### Text block
-----
Standard & Poor’s and Moody’s cut Turkey’s credit rating to non-investment grade, while the US dollar, which had risen 25% against the Turkish lira in 2015, continued to gain ground, especially after October. Turkey will end the year with a dollar that is 16% more expensive to buy with Turkish liras. True, the rise of the greenback was global, but the lira slid more than other currencies.
Under the Justice and Development Party (AKP), Turkey’s economic growth has relied heavily on external funds, secured overwhelmingly through borrowing that has averaged $38 billion per year. A populist, vote-boosting approach to growth has always been at the fore: “Whatever gets votes is fine!”
Focused on the construction sector and oriented toward domestic demand, the country’s economic growth provided the masses with jobs and income, even if at a minimum wage level, while opening the door wide to debt accumulation, either through consumer loans or credit cards. The government thought little of using external funds for export industries or other sectors that could earn foreign exchange. With domestic consumption driving growth, indirect tax revenues surged, contributing to increased and well-veneered spending on health care, social benefits and transport projects. With this strategy, the AKP was not only creating its own bourgeoisie, but also boosting its popular support while building an authoritarian regime.
During this process, few appeared to think things might one day hit a snag. The external debt burden now stands at $421 billion. Non-financial companies have seen their net foreign exchange deficit grow 218% since 2009, climbing from $67 billion to $213 billion. With such a staggering increase, indebted companies were bound to take heavy blows from the fast rise of the dollar. Each kuru increase in the price of the dollar has added 2 billion Turkish liras ($565 million) to their debt (there are 100 kurus to the lira). From early September to late December, the greenback’s price rose from 2.96 to 3.5 liras, with the extra burden companies accumulated because of this amounting to $30 billion.
The rise of the dollar was propelled not only by the flight of short-term foreign investors, but also by locals who converted their savings from Turkish liras to dollars. Foreign exchange now constitutes 40% of deposits. President Recep Tayyip Erdogan led a campaign calling on citizens to “return to the Turkish lira,” but it seems to have had little effect.
Although 2016 was a turbulent year for Turkey, what 2017 will inherit from it is even more chilling. There is no sign that Turkey’s risk aggregate will decrease in the coming year. The winds blowing at home and abroad appear more likely to cause serious damage rather than help the country keep its ship afloat. Donald Trump’s inauguration as US president on Jan. 20 and a US Federal Reserve rate hike expected in March are likely to trigger fresh capital flight from emerging economies, including Turkey. Not only the United States’ “attractiveness” but also Turkey’s “repulsiveness” will sway the decisions of short-term investors.
With no progress to remedy the downgrades of Standard & Poor’s and Moody’s, Fitch appears poised to follow suit in January. The only way to slow the flight of foreign money is for the central bank to hike rates. This, in turn, will mean a Turkey stuck in the pincer of expensive foreign exchange and high interest rates. Foreign investors’ perception of Turkey as a risky country will be further compounded by Erdogan’s push for a presidential regime.
Debate on an AKP-drafted amendment to introduce a new government system began Dec. 20 in parliament's Constitution Commission amid quarrels and brawls. The HDP and the main opposition Republican People’s Party insist the proposal flouts the fundamental tenets of democratic states and the rule of law, namely, the separation of powers and the principle of checks and balances. The draft law makes the president the sole executive power, eliminates the premiership and allows the president to remain at the helm of a political party. Presidential and parliamentary elections would be held simultaneously, and the president would have the power to dissolve parliament and declare states of emergency, along with other non-democratic authorities concentrating executive and judicial power in one person's hand.
-----
### Provided information
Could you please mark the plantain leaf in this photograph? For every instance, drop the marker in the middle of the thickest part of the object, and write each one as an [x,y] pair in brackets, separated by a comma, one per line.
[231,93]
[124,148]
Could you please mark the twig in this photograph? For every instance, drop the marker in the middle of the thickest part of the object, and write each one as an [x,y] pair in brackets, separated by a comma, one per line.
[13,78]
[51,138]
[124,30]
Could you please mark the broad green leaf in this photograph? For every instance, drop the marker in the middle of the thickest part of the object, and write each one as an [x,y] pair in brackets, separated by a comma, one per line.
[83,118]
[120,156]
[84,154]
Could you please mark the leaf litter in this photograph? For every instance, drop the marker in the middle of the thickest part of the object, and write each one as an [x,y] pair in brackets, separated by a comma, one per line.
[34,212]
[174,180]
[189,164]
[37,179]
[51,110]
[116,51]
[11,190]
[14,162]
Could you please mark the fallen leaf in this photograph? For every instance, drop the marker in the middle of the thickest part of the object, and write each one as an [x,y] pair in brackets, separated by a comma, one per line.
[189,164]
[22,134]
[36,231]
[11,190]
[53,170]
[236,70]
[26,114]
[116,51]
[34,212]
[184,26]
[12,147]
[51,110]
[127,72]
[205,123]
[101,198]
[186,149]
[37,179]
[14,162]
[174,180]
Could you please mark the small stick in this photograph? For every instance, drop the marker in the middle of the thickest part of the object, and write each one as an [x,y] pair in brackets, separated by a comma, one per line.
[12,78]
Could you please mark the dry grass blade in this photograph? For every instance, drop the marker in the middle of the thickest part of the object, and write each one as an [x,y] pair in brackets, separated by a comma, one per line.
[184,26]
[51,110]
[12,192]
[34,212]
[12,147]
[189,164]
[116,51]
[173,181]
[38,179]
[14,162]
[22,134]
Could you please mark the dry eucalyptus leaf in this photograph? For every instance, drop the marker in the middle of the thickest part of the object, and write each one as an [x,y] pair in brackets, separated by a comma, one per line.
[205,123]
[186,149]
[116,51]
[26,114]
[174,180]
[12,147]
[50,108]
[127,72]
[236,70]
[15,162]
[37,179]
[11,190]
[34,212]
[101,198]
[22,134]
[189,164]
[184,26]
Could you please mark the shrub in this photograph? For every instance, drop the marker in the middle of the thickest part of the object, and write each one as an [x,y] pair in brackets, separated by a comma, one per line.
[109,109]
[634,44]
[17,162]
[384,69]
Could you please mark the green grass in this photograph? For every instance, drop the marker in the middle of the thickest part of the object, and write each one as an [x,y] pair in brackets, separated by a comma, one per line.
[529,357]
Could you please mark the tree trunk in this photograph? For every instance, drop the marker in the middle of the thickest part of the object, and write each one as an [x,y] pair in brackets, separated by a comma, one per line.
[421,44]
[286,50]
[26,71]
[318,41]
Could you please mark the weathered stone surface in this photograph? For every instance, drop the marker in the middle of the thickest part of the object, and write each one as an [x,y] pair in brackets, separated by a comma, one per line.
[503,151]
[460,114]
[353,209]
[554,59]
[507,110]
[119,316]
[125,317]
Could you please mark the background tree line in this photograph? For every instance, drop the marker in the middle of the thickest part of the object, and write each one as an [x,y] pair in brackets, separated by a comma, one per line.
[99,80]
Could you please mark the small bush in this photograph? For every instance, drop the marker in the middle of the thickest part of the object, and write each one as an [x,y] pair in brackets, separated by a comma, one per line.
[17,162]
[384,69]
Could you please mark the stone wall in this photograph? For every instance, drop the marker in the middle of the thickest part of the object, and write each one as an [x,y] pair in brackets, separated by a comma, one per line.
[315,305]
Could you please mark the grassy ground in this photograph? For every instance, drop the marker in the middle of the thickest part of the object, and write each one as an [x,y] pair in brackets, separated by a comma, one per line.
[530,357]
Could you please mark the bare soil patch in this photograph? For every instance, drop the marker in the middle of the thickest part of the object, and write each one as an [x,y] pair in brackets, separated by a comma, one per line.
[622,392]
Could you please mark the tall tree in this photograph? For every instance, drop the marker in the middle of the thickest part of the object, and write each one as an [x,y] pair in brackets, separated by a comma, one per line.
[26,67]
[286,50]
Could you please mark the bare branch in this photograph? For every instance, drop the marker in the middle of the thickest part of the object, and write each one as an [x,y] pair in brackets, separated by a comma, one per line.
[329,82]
-----
### Exercise instructions
**1.** Answer these questions using the article on Turkey's economy.
(a) What figure does the article give for the external debt burden?
(b) What share of deposits does foreign exchange now constitute?
(c) On what date did debate on the AKP-drafted amendment begin in parliament's Constitution Commission?
**2.** Copy the passage of the article on Turkey's economy starting at "The rise of the dollar" and ending at "had little effect.".

### Task solutions
**1.**
(a) $421 billion
(b) 40%
(c) Dec. 20

**2.**
The rise of the dollar was propelled not only by the flight of short-term foreign investors, but also by locals who converted their savings from Turkish liras to dollars. Foreign exchange now constitutes 40% of deposits. President Recep Tayyip Erdogan led a campaign calling on citizens to “return to the Turkish lira,” but it seems to have had little effect.